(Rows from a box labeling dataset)
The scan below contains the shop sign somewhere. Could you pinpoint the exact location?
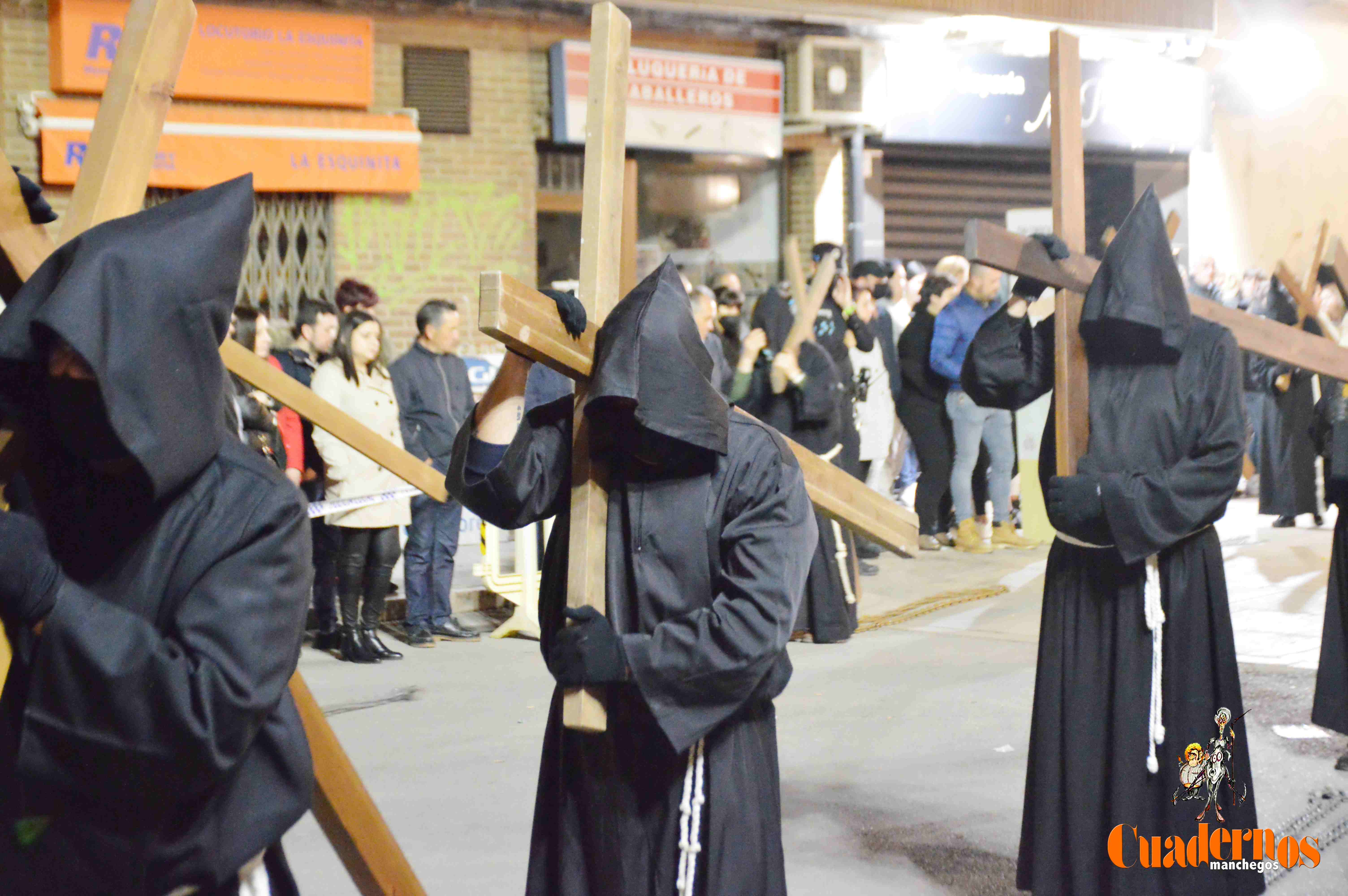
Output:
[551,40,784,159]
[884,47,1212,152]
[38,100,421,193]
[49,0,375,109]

--

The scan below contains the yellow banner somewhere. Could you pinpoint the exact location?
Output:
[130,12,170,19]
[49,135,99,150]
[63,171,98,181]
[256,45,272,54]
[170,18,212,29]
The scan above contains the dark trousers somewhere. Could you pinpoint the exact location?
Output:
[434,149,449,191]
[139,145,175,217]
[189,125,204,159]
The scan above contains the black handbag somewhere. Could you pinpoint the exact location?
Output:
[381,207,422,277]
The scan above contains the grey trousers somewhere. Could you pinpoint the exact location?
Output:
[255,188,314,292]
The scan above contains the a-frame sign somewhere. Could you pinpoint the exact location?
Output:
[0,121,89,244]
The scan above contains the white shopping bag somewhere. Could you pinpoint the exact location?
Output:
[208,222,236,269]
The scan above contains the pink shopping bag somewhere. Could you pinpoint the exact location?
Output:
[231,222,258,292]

Instructions for the task:
Shift every bounding box coordinate in the answers by -82 and write out again the lines from the line containing "The scan below contains the yellow" to the line containing "[231,222,258,292]", both included. Keep the requests and the rest of each line unchanged.

Result below:
The scan below contains the yellow banner somewhere. Could you pinpoint the exact location?
Output:
[48,-70,88,-63]
[-33,53,17,68]
[-19,89,16,99]
[174,-37,190,-28]
[88,-64,130,-53]
The scan above contains the dark trousers somewhere. Could you pinpoint the exact location?
Output:
[352,67,367,109]
[57,63,93,135]
[107,43,122,77]
The scan above contains the black handbag somewhere. Could you pinpoint the exact location?
Output:
[299,125,340,195]
The scan above contains the grey trousers somewhere. Could you pinpoint the exact location?
Output:
[173,106,232,210]
The scan above contains the a-frame sign somewhere. Could you pinpoint the exact location?
Output:
[-82,39,7,162]
The scan above contains the white shopping bag somewhere. Could you pinpoint the exact location?
Output:
[126,140,154,187]
The scan above contains the pink shopping bag somewhere. Could you pinpoint the exact location?
Output:
[149,140,176,210]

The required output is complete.